REQUIRED WORK
How many of the lines below contain the string "brown"? Reply with the number alone.

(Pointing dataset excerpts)
####################
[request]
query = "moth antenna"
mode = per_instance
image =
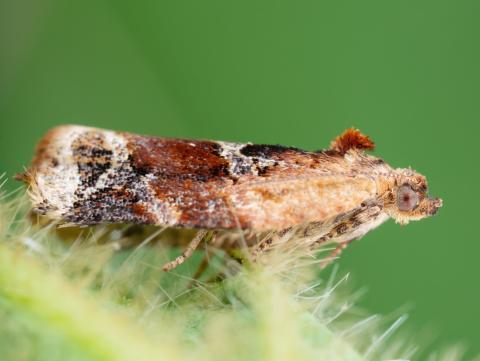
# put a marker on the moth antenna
(351, 139)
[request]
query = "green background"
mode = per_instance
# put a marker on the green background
(296, 73)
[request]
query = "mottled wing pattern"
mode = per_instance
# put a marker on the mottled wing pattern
(111, 177)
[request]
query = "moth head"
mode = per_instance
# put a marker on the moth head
(407, 198)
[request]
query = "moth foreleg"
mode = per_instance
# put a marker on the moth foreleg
(191, 247)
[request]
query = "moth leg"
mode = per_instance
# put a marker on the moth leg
(267, 243)
(187, 252)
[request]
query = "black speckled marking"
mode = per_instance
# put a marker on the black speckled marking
(266, 150)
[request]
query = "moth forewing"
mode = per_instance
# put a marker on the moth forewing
(87, 176)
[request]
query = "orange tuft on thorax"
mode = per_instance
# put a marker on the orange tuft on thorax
(352, 139)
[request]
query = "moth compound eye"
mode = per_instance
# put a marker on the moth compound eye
(407, 198)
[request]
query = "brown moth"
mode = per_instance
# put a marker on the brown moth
(87, 176)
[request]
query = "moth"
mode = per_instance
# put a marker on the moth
(86, 176)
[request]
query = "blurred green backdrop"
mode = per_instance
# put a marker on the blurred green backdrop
(292, 72)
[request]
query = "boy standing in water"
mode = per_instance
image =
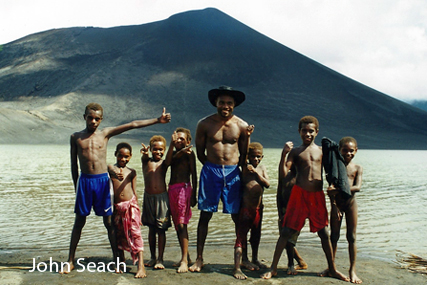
####################
RESPONSE TO THE TASK
2